課題の要件
A – レーニン全集の文章から、「ヴェ・イ・レーニン全集(ヴェ・イ・レーニンぜんしゅう、ロシア語: В.И. Ленин」で始まり「Москва, 1920-26 г.г.」まで続く部分を一字も変えずに出力せよ。
B – 次の(i)〜(iii)がレーニン全集の文章と一致するかを、それぞれ「はい」か「いいえ」で答え、判断の決め手となる本文の語句を正確に引用せよ。(i) 第1版は全30巻からなる。(ii) 日本語版は第4版から翻訳された。(iii) 第1版には索引が付いている。

ヴェ・イ・レーニン全集(ヴェ・イ・レーニンぜんしゅう、ロシア語: В.И. Ленин Полное собрание сочинений など)とは、ソビエト連邦で刊行されたウラジーミル・イリイチ・レーニンの著作・書簡・ノートを集めたロシア語の著作集である。ソビエト連邦共産党は建国の父であるレーニンの文書を重視し、著作集の編纂に力を注いだ。『レーニン全集』には全部で5つの版があり、いずれもソビエト連邦共産党中央委員会の付属研究所によって編纂された。日本語版の『レーニン全集』は、第4版から翻訳されたものである。
概要
第1版
- Русскиская Коммунистическая партия (большевиков) (ред.), «И. Ленин (В. Ульянов) Собрание сочинений», Изд. 1-е., В 20 т. (26 кн.). Государственное Издательство. Москва, 1920-26 г.г.
- Русскиская Коммунистическая партия (большевиков) (ред.), «В.И. Ленин Собрание сочинений», Изд. 1-е., В 20 т. (26 кн.). Государственное Издательство. Москва -Ленинград, 1924-1927 г.г.
『レーニン全集』第1版は、1920年のレーニン生誕50周年を記念して、同年に開かれたロシア共産党(ボリシェヴィキ)第9回党大会の決定に基づいて、同年から1926年にかけて「レーニンの著作集」として編纂された(1925年に全連邦共産党に改称)。1923年に共産党中央委員会付属レーニン研究所(初代所長:レフ・カメーネフ)が設立されると、同研究所が編纂の任に当たった。1924年からは改訂版が発行され、この序文はカメーネフが書いている。全20巻26冊からなり、このうち第7・11・12・14・18・20巻がそれぞれ2分冊となっている。約1500項目を収録し、各巻平均で13万部が発行された。各著作はおおむね年代順に収録されているが、第9巻『農業問題』や第19巻『民族問題』のようにテーマ別に収録されている巻もあり、加えて索引が存在しないなど、著作集として不備があると指摘される。
第2版および第3版
- Институт Ленина при Ц.К. В.К.П.(б.) (ред.), «В.И. Ленин Сочинений», Изд. 2-е., В 30 т. Государственное Издательство. Москва -Ленинград, 1925-32 г.г.
- Институт Ленина при Ц.К. В.К.П.(б.) (ред.), «В.И. Ленин Сочинений», Изд. 3-е., В 30 т. Государственное Издательство. Москва -Ленинград, 1925-32 г.г.

元データ
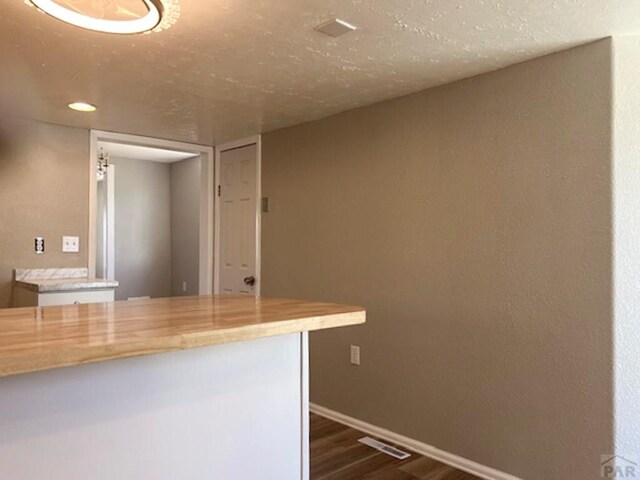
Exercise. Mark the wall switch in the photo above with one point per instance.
(355, 355)
(39, 245)
(70, 244)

課題別の解答
A –
ヴェ・イ・レーニン全集(ヴェ・イ・レーニンぜんしゅう、ロシア語: В.И. Ленин Полное собрание сочинений など)とは、ソビエト連邦で刊行されたウラジーミル・イリイチ・レーニンの著作・書簡・ノートを集めたロシア語の著作集である。ソビエト連邦共産党は建国の父であるレーニンの文書を重視し、著作集の編纂に力を注いだ。『レーニン全集』には全部で5つの版があり、いずれもソビエト連邦共産党中央委員会の付属研究所によって編纂された。日本語版の『レーニン全集』は、第4版から翻訳されたものである。
概要
第1版
- Русскиская Коммунистическая партия (большевиков) (ред.), «И. Ленин (В. Ульянов) Собрание сочинений», Изд. 1-е., В 20 т. (26 кн.). Государственное Издательство. Москва, 1920-26 г.г.

B –
(i) いいえ。「全20巻26冊からなり」
(ii) はい。「日本語版の『レーニン全集』は、第4版から翻訳されたものである」
(iii) いいえ。「索引が存在しない」